* start *

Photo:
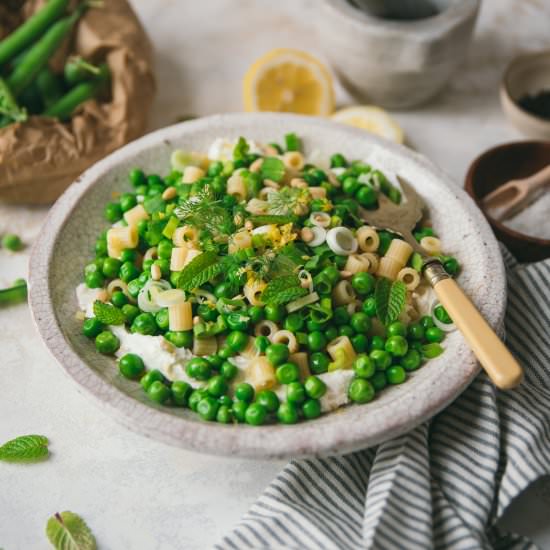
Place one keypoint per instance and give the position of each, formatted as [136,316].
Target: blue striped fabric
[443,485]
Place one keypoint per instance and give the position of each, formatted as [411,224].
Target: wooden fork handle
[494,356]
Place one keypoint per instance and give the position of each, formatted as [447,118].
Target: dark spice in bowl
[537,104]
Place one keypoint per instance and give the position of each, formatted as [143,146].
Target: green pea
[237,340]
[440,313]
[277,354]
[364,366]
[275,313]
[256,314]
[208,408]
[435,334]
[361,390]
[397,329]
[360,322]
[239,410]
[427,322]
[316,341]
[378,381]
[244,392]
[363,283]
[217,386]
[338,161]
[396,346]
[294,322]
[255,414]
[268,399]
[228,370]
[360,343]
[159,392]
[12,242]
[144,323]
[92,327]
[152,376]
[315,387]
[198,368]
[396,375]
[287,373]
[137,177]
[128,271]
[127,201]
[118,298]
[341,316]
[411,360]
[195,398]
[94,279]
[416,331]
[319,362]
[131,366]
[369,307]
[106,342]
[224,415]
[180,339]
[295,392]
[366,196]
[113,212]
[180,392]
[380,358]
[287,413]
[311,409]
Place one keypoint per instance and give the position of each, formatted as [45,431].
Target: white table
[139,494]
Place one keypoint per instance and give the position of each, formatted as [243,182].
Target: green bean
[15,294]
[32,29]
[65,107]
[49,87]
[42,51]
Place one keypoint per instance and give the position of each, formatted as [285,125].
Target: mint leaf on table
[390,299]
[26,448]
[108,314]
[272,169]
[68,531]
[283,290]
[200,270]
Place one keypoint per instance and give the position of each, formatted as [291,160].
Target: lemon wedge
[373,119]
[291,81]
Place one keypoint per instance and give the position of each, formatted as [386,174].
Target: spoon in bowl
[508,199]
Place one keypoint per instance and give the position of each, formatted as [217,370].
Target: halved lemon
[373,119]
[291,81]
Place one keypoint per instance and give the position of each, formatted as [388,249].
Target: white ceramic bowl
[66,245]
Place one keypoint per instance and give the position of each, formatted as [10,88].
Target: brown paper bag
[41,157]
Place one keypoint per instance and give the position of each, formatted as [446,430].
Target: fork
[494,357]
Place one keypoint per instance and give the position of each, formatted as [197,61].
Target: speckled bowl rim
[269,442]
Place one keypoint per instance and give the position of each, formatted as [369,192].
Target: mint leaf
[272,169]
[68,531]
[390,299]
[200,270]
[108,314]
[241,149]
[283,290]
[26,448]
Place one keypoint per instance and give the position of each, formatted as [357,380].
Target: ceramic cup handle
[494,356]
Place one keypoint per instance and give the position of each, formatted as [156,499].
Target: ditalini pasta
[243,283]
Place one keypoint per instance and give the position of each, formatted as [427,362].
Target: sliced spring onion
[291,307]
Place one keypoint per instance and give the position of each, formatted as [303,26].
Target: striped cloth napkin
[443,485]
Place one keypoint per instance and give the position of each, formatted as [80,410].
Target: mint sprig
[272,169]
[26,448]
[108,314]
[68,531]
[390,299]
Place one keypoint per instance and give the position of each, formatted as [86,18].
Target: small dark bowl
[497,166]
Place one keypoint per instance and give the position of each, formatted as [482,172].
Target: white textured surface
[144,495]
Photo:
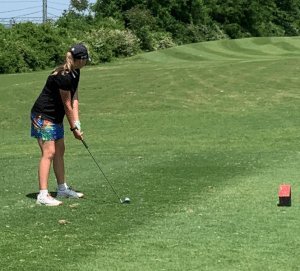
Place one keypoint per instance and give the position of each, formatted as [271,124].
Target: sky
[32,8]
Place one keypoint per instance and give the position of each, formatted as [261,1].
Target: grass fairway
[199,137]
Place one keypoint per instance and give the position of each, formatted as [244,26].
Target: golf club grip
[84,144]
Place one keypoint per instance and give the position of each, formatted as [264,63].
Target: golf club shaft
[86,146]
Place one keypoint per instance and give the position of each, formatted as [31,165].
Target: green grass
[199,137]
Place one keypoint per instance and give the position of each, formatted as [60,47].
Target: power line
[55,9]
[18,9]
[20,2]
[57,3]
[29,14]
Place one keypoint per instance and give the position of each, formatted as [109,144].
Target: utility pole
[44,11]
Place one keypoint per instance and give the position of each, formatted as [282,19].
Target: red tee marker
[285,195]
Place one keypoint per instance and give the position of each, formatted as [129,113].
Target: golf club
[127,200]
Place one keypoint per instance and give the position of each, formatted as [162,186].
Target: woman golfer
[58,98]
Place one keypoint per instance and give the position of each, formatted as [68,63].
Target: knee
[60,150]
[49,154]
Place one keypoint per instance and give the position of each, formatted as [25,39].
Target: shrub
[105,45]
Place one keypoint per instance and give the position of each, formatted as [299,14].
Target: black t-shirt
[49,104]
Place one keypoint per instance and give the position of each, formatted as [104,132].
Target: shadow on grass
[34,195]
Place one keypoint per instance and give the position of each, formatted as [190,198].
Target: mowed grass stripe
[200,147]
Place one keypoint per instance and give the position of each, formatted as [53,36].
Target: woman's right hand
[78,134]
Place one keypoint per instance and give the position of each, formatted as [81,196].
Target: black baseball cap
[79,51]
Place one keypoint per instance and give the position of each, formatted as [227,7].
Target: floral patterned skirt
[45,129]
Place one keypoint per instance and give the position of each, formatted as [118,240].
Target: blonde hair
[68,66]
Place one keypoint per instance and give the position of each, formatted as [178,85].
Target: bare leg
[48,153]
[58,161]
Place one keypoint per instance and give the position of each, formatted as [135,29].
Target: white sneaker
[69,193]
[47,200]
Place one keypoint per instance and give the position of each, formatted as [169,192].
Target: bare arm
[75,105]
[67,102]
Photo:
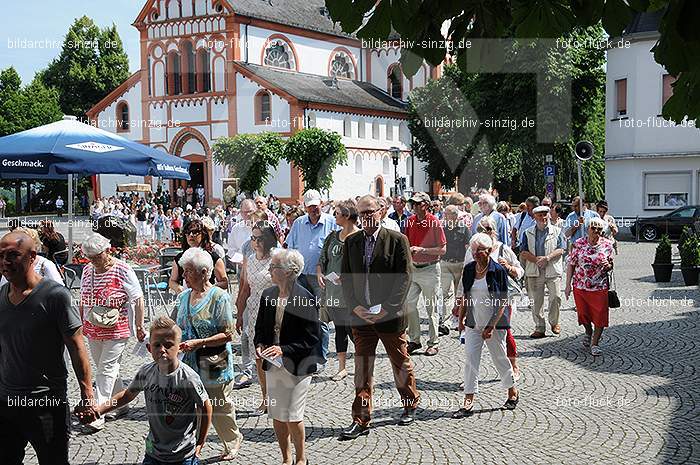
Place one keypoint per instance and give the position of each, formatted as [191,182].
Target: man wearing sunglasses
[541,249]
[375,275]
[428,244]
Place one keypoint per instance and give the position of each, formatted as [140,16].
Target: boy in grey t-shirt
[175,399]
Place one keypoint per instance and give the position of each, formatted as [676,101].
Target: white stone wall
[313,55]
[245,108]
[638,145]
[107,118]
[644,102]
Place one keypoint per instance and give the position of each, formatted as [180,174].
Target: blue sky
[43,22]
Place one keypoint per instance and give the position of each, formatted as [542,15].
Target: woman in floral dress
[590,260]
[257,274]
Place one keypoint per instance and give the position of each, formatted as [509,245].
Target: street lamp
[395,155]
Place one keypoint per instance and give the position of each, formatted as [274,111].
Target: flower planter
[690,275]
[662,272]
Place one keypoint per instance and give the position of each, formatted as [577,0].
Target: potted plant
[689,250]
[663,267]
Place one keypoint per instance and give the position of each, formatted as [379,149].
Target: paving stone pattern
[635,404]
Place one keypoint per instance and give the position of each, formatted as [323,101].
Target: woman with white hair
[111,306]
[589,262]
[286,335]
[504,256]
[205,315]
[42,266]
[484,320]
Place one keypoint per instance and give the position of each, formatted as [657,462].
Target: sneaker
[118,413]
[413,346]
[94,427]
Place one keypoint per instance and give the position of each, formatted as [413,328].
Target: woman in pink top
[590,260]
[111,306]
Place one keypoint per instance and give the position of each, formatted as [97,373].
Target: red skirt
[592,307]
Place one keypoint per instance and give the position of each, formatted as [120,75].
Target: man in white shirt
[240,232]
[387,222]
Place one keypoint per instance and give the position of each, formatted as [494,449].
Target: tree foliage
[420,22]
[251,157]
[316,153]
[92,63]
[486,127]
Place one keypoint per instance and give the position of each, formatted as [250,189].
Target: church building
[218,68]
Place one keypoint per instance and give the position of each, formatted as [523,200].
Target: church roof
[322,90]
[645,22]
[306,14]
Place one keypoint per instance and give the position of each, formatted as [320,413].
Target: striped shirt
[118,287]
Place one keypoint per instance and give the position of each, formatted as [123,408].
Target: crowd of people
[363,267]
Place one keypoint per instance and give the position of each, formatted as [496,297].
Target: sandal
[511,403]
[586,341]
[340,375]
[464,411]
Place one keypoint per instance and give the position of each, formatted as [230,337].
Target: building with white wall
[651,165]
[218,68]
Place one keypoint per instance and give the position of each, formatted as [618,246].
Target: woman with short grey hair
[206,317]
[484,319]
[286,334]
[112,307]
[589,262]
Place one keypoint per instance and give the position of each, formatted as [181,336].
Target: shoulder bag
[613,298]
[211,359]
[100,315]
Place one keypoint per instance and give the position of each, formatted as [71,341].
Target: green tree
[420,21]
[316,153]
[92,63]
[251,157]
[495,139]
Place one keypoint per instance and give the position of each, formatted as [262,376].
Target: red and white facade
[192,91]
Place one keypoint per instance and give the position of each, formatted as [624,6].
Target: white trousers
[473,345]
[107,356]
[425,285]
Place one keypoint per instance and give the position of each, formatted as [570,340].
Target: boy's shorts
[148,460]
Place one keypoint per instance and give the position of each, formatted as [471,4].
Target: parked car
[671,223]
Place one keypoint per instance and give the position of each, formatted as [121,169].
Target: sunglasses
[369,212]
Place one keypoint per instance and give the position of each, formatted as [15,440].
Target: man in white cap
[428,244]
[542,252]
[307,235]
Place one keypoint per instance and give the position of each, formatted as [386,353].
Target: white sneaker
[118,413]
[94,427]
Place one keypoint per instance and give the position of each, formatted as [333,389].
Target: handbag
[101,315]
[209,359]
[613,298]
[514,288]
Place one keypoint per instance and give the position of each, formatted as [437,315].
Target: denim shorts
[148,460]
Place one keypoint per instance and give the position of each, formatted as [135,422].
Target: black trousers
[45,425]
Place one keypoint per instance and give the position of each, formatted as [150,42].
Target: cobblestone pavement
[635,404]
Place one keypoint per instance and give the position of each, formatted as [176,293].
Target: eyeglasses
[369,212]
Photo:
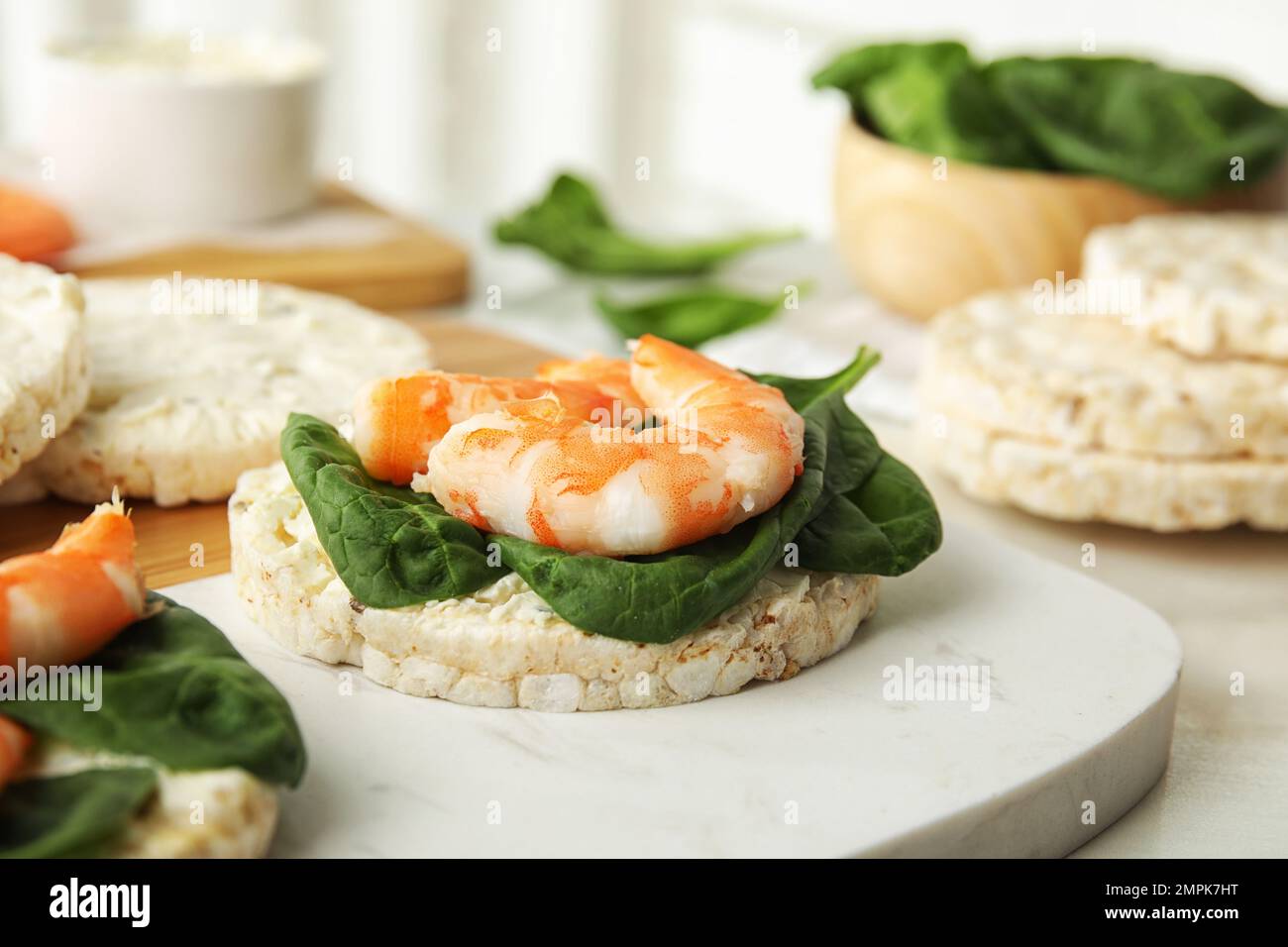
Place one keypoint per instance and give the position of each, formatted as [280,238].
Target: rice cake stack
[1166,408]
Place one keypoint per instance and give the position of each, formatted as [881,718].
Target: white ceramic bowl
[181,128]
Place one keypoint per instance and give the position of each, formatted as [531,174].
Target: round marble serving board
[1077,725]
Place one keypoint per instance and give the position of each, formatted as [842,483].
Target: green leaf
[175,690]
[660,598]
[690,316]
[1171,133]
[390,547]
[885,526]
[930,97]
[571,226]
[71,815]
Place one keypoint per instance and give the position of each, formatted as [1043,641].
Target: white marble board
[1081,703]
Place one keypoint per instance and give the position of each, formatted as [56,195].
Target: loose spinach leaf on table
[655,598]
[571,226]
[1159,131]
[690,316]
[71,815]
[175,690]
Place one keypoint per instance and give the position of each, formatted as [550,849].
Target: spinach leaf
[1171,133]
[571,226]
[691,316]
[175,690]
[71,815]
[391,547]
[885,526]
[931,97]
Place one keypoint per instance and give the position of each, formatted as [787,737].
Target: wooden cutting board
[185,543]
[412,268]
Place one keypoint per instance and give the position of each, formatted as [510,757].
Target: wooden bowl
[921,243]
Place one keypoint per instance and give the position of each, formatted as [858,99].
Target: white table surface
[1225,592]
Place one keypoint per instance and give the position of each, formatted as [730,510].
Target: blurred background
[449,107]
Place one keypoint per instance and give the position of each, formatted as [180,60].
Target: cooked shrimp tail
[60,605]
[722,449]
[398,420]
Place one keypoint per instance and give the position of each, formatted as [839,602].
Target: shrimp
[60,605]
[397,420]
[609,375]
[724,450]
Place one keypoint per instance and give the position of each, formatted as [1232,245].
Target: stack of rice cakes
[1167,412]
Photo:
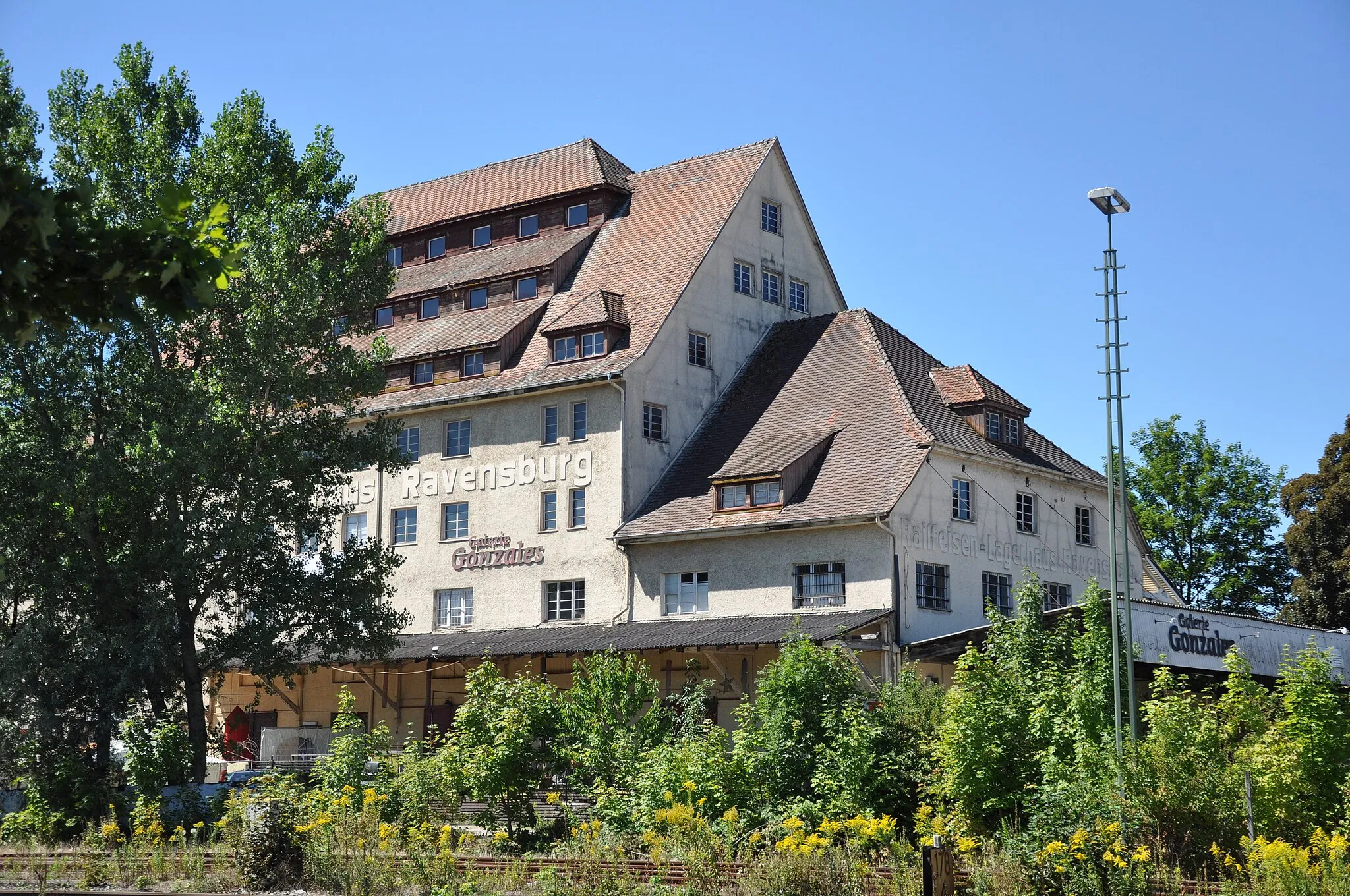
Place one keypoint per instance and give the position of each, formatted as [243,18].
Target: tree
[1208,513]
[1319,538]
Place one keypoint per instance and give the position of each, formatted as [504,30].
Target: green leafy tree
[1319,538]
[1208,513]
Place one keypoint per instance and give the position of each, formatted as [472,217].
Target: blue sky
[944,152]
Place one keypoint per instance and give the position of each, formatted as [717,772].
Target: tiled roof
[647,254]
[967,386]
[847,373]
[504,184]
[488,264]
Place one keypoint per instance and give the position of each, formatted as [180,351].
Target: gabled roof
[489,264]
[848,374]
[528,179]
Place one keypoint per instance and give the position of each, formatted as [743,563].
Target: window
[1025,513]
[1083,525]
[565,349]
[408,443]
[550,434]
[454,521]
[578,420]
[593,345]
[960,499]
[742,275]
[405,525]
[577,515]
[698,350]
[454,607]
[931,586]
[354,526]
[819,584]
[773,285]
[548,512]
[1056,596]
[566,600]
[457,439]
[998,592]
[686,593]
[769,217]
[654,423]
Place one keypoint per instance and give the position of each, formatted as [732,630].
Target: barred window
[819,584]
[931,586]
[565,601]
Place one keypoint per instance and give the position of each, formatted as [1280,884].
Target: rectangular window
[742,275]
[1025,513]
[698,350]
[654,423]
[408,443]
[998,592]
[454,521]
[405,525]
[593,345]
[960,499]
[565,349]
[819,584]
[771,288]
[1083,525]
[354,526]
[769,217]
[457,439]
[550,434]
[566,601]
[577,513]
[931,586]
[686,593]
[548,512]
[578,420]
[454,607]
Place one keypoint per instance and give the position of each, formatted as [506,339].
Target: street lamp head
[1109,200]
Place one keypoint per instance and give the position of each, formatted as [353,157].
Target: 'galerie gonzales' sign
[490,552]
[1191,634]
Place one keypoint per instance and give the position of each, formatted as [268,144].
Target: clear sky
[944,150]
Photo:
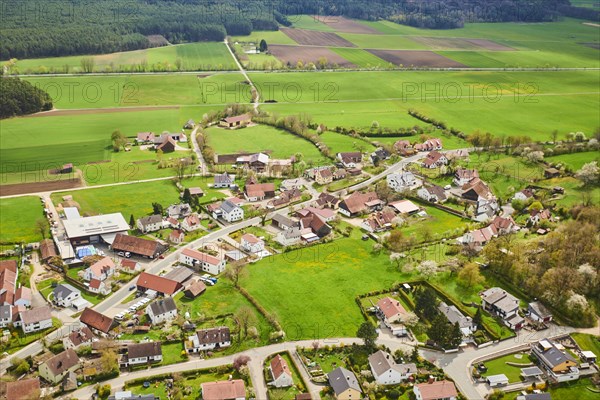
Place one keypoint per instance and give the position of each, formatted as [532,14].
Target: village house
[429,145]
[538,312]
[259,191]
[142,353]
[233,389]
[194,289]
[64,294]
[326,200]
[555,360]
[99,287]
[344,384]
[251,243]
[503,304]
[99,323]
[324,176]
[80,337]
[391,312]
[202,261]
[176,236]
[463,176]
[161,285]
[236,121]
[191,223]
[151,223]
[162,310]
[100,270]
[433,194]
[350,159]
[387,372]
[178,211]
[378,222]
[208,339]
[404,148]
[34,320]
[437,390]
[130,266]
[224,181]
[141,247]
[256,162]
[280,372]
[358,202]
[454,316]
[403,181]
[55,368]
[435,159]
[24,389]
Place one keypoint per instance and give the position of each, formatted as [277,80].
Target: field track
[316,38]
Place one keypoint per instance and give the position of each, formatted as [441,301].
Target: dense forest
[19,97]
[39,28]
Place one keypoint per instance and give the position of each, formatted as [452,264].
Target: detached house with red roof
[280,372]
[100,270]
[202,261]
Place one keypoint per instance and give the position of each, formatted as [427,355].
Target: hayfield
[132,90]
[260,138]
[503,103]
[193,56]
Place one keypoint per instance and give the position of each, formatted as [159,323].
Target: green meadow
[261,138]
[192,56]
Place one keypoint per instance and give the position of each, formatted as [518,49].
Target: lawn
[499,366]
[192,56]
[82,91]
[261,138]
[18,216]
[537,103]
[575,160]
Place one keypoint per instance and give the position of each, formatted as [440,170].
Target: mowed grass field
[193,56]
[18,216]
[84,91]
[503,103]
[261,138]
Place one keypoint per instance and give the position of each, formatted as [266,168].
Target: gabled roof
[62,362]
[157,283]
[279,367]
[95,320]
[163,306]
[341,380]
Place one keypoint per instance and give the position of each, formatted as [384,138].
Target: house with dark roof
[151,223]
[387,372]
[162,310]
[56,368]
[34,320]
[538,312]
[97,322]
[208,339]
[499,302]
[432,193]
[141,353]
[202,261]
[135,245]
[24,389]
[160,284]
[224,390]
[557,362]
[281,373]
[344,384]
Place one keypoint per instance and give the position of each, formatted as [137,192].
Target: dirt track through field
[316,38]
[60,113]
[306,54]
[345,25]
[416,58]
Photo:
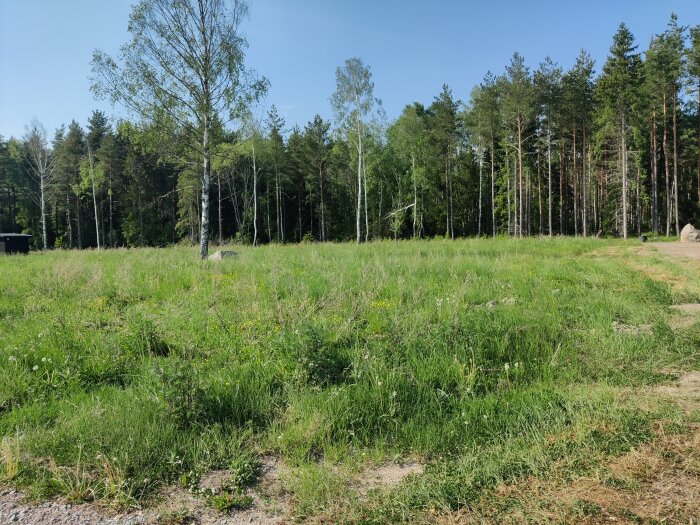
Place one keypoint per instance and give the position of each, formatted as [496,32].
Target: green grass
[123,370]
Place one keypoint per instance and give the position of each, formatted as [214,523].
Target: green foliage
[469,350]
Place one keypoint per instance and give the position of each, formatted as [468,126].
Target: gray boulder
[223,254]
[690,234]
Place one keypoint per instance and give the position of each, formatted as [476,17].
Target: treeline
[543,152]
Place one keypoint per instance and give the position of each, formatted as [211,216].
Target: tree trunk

* end *

Can you quote exactly, and only, the lines from the one containing "formatted as [427,355]." through the last line of the records above, keeping both ends and leaving out any pictures?

Place one keypoint per instance and give the position of each, formatted as [427,355].
Target: hayfield
[132,90]
[260,138]
[503,103]
[193,56]
Place one keypoint per instance and give the position of each, formatted as [159,323].
Target: green meadow
[261,138]
[192,56]
Place one keypoint per instance and give the position of each, formatted as [518,49].
Target: lawn
[499,366]
[192,56]
[82,91]
[261,138]
[18,216]
[537,103]
[575,160]
Place one keypoint per instance and give the position of each, formatted as [440,170].
Target: mowed grass field
[193,56]
[18,216]
[84,91]
[503,103]
[261,138]
Place one keypoint per instance and give the position of each, formatted as [266,168].
Target: gabled roof
[62,362]
[157,283]
[279,367]
[95,320]
[163,306]
[341,380]
Place one keypoint per instance and give the position of each, formatted as [384,138].
Target: house with dark roof
[151,223]
[387,372]
[162,310]
[56,368]
[34,320]
[538,312]
[97,322]
[208,339]
[499,302]
[432,193]
[141,353]
[202,261]
[135,245]
[24,389]
[160,284]
[224,390]
[557,362]
[281,373]
[344,384]
Place one keypoint per instance and give the position of each, formatted as [137,192].
Target: dirt track through field
[316,38]
[60,113]
[306,54]
[345,25]
[416,58]
Photo:
Place one keypoint per instance and give the position of each, formatted as [496,32].
Target: green grass
[123,370]
Place one keypoint per instance and give the position of each, formatted as [214,523].
Target: green foliage
[469,350]
Place one keypoint per instance and give the position of each, formatted as [468,126].
Target: gray boulder
[223,254]
[690,234]
Place one keypoint per instance and give the position of each, formatted as [476,17].
Target: treeline
[543,152]
Place one keypoint per instance and give the position of each, formatted as [211,216].
Target: tree trunk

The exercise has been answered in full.